WHAT YOU WILL DO:
(A) Answer the following questions using the bulk API handling text below.
(i) What kind of requests are APIs described as being geared towards?
(ii) Through what means MAY bulk handling be achieved?
(iii) On what is logging advised to be performed, and with what kind of timestamping?
(B) In the bulk API handling text below, recast the paragraph beginning "When handling bulk requests" as a short bulleted list that keeps its main facts.
(C) Write the next part of the bulk API handling text below, continuing after its final sentence.

SOURCE DOCUMENT:
===
Skip to main content
Version: Draft

Bulk APIs

Bulk API Handling

APIs SHOULD NOT be designed for large payloads i.e. bulk handling for retrieving or uploading batches of data. APIs are geared towards stateless, usually synchronous, web-like Create, Read, Update, Delete (CRUD) requests for individual discrete data transactions.💡 However, bulk handling MAY be achieved through bundling multiple sub-requests into the same API invocation. This can help achieve logical grouping of similar requests, atomicity of transactions, and recoverability in event of errors.💡

When handling bulk requests, it is important to consider the troubleshooting and recovery aspects of error handling. This includes visibility of request progress and the ability to perform root cause analysis. To achieve this, it is advisable that logging is performed on all sub-requests coming through an API, with accurate timestamping, so that monitoring tools can visualise transaction progress.
===
Data extracted from a collection
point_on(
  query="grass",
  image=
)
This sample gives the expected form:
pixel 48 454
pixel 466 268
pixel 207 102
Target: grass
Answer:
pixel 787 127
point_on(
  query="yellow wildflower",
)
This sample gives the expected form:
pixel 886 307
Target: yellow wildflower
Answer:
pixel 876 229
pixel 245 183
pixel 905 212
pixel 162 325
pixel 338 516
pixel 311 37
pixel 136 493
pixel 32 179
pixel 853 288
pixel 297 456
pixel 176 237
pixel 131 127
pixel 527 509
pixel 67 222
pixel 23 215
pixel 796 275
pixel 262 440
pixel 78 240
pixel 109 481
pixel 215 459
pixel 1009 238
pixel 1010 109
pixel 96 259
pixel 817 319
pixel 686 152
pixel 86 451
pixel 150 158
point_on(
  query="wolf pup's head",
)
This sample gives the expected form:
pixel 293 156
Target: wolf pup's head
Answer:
===
ANSWERS TO THE EXERCISES:
(A)
(i) Stateless, usually synchronous, web-like Create, Read, Update, Delete (CRUD) requests for individual discrete data transactions.
(ii) By bundling multiple sub-requests into the same API invocation.
(iii) On all sub-requests coming through an API, with accurate timestamping.

(B)
- Bulk request handling should account for troubleshooting and recovery in error handling.
- This covers visibility of request progress and the ability to perform root cause analysis.
- All sub-requests coming through an API should be logged with accurate timestamps.
- This logging lets monitoring tools visualize transaction progress.

(C)
It is REQUIRED that sub-request identifiers (See Request Headers), be built into bulk API calls to ensure the sub-requests are traceable end-to-end.💡

In some cases, it may be deemed appropriate to provide an asynchronous batch type capability using an API. This would usually be implemented in a scenario where legacy system impact is a concern. An example of this could be a bulk creation of person records in a database based on a batch event in a consuming legacy application. In such a scenario it would be preferable for the consuming application to treat each person as a unique event and to POST to a person API for each new unique resource. Whilst this may seem like an unnecessary overhead, by individualising the transactions each success or error scenario can be handled in its own right, and the consumer can be informed of their transaction status. If this is not possible, due to some system restriction, it is possible to asynchronously POST multiple person details to an API. This type of interaction should not be attempted synchronously as large batches will tie up HTTP threads and in some cases require client/server timeout control.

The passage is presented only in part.